======== Data shown ========
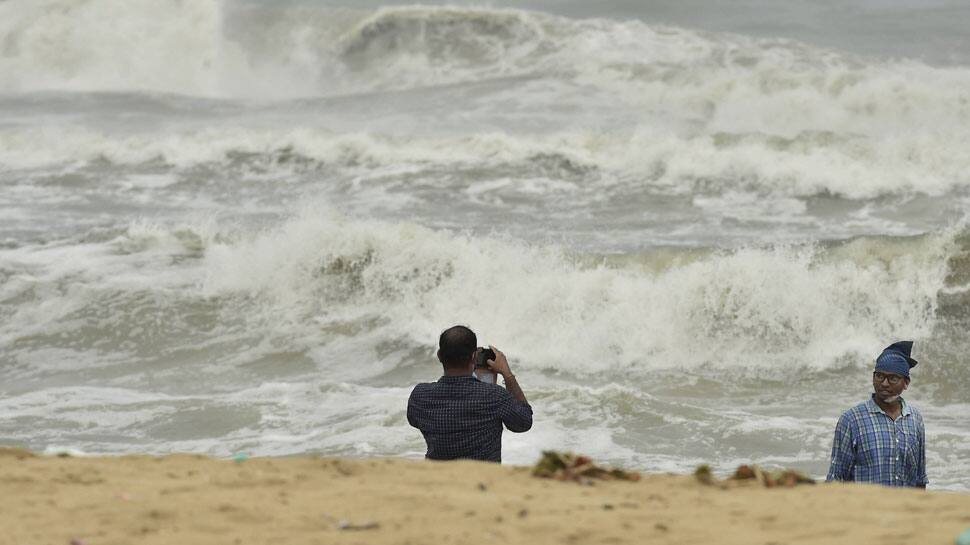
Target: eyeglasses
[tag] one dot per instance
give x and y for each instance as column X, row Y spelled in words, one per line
column 878, row 377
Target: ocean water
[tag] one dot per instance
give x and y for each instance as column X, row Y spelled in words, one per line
column 240, row 226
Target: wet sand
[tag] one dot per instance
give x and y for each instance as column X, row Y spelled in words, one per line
column 187, row 499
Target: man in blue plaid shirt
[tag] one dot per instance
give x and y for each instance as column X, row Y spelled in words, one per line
column 883, row 441
column 460, row 416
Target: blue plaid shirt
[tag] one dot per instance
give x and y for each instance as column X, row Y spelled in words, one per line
column 870, row 447
column 461, row 417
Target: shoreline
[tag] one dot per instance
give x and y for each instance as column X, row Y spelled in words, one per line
column 193, row 499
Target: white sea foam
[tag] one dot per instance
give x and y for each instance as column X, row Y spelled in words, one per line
column 783, row 307
column 858, row 169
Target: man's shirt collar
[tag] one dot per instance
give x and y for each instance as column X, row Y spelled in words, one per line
column 875, row 408
column 455, row 378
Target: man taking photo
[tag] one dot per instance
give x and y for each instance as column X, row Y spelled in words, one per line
column 460, row 416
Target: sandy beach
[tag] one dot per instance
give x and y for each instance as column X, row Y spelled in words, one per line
column 189, row 499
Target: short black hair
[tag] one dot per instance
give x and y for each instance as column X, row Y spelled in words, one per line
column 456, row 345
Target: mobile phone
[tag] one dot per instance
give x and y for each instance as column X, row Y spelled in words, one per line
column 482, row 371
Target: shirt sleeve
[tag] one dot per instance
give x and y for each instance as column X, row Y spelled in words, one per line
column 843, row 452
column 921, row 479
column 516, row 415
column 412, row 416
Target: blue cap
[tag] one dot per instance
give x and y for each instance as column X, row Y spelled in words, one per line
column 896, row 359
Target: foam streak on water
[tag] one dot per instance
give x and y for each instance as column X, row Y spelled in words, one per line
column 244, row 230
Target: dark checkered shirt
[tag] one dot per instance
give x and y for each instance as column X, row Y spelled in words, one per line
column 461, row 417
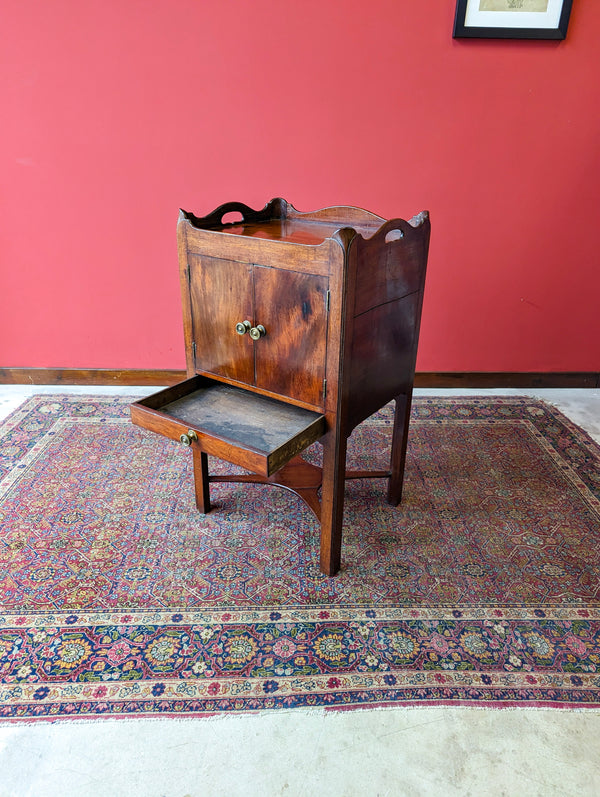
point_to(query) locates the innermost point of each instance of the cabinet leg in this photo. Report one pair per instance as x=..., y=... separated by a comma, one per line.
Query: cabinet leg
========
## Task details
Retype each of the entries above exactly as it appears, with no pictures.

## Solution to this exercise
Target: eyeglasses
[tag] one dot per instance
give x and y for each instance as column X, row Y spelled in words, one per line
column 878, row 377
Target: ocean water
[tag] one dot per instance
give x and y for each instance as column X, row Y spelled in words, one per line
column 240, row 226
Target: wet sand
[tag] one dot per instance
give x and y for each instance as column X, row Y spelled in words, one per line
column 187, row 499
Target: man in blue plaid shirt
[tag] one dot per instance
give x and y for each instance as column X, row Y spelled in words, one per line
column 883, row 441
column 460, row 416
Target: blue plaid shirt
[tag] one dot per instance
give x and y for each instance as column X, row Y spelled in words, one per line
column 870, row 447
column 461, row 417
Target: shoreline
[tag] one dot per instance
give x and y for each instance as column X, row Y spelled in words, one per line
column 193, row 499
Target: white sea foam
[tag] one dot per instance
give x and y for each instance as column X, row Y spelled in words, one per line
column 783, row 307
column 858, row 169
Target: man's shirt collar
[tag] one dot per instance
give x and y for each instance as column X, row Y spelled in words, one per line
column 875, row 408
column 455, row 378
Target: man taking photo
[tag] one dot per instance
give x and y for each instance as column X, row Y spelled in words, one per line
column 460, row 416
Target: sandy beach
[tag] one dot per instance
give x and y for each instance as column X, row Y spelled in words, one per line
column 189, row 499
Target: short black hair
[tag] one dot per instance
give x and y for each instance as column X, row Y spelled in words, one per line
column 456, row 345
Target: mobile phone
[tag] one dot per instance
give x and y for each instance as column X, row Y spelled in words, one per line
column 482, row 371
Target: shirt sleeve
[tag] one dot per instance
give x and y for each instance as column X, row Y spelled in words, one per line
column 843, row 452
column 921, row 479
column 516, row 415
column 412, row 416
Target: blue cap
[tag] one dot per instance
give x and y for each instance as column X, row Y spelled in words, one per line
column 896, row 359
Target: foam streak on water
[tag] one dot per instance
give x and y for each instance as column X, row Y spelled in words, one per line
column 244, row 230
Target: dark checkered shirt
[tag] one dot per instance
give x and y for each instance as column X, row Y spelled in words, one per line
column 461, row 417
point_to(query) locates the innermost point of each instance of the cabinet leg in this photo. Report one pair per instance as x=..., y=... separated by a comma, one per line.
Query: cabinet leg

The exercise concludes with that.